━━━ DATA FOR THE TASK ━━━
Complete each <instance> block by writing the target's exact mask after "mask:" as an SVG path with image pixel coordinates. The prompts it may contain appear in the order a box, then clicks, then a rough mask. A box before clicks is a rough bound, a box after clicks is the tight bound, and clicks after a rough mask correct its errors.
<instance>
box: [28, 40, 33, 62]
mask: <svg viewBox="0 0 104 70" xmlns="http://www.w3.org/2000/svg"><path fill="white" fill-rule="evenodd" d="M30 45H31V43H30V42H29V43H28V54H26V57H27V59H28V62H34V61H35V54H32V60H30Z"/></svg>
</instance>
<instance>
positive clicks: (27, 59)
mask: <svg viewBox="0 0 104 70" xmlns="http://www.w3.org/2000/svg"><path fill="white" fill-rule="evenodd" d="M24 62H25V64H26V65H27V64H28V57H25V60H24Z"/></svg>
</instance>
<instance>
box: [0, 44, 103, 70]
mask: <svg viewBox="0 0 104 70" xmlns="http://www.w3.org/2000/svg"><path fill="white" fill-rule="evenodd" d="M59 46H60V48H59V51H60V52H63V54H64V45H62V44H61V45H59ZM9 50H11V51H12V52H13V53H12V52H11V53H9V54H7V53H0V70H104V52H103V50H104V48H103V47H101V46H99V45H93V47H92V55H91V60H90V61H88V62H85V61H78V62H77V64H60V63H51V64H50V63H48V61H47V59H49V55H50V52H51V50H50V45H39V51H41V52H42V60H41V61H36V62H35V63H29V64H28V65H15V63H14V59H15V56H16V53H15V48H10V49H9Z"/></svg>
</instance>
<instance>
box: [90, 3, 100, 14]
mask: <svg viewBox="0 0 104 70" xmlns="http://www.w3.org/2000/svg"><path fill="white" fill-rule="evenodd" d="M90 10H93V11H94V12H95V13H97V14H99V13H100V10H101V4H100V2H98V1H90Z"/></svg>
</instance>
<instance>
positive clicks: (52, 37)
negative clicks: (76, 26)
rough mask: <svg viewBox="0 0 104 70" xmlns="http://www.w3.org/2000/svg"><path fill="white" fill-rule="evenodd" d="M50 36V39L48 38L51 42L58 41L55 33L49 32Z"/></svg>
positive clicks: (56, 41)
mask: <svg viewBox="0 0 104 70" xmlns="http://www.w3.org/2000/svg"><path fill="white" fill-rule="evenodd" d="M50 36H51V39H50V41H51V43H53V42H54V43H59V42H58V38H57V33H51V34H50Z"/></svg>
━━━
• **EXERCISE OBJECTIVE**:
In your response, reproduce the records exactly, every one.

• **PROBLEM SOLUTION**:
Complete each <instance> block by writing the target's exact mask after "mask:" as an SVG path with image pixel coordinates. The prompts it may contain appear in the order a box, then clicks, then a rough mask. A box before clicks is a rough bound, a box after clicks is the tight bound, and clicks after a rough mask correct its errors.
<instance>
box: [28, 40, 33, 62]
mask: <svg viewBox="0 0 104 70" xmlns="http://www.w3.org/2000/svg"><path fill="white" fill-rule="evenodd" d="M30 45H31V43H30V42H29V43H28V54H26V57H27V59H28V62H34V61H35V54H32V60H30Z"/></svg>
</instance>
<instance>
positive clicks: (27, 59)
mask: <svg viewBox="0 0 104 70" xmlns="http://www.w3.org/2000/svg"><path fill="white" fill-rule="evenodd" d="M24 62H25V64H26V65H27V64H28V57H25V60H24Z"/></svg>
</instance>
<instance>
box: [0, 44, 103, 70]
mask: <svg viewBox="0 0 104 70" xmlns="http://www.w3.org/2000/svg"><path fill="white" fill-rule="evenodd" d="M59 46H60V48H59V51H60V52H63V54H64V45H62V44H61V45H59ZM9 50H11V51H12V52H13V53H12V52H11V53H9V54H7V53H0V70H104V52H103V50H104V48H103V47H101V46H99V45H93V47H92V55H91V60H90V61H88V62H85V61H78V62H77V64H60V63H51V64H50V63H48V61H47V59H49V55H50V52H51V50H50V45H39V51H41V52H42V60H41V61H36V62H35V63H29V64H28V65H15V63H14V59H15V56H16V53H15V48H10V49H9Z"/></svg>
</instance>
<instance>
box: [90, 3, 100, 14]
mask: <svg viewBox="0 0 104 70" xmlns="http://www.w3.org/2000/svg"><path fill="white" fill-rule="evenodd" d="M90 10H93V11H94V12H95V13H97V14H99V13H100V10H101V4H100V2H98V1H90Z"/></svg>
</instance>
<instance>
positive clicks: (52, 37)
negative clicks: (76, 26)
rough mask: <svg viewBox="0 0 104 70" xmlns="http://www.w3.org/2000/svg"><path fill="white" fill-rule="evenodd" d="M50 36V39L48 38L51 42L58 41L55 33L49 32Z"/></svg>
positive clicks: (56, 41)
mask: <svg viewBox="0 0 104 70" xmlns="http://www.w3.org/2000/svg"><path fill="white" fill-rule="evenodd" d="M50 36H51V39H50V41H51V43H53V42H54V43H59V42H58V38H57V33H51V34H50Z"/></svg>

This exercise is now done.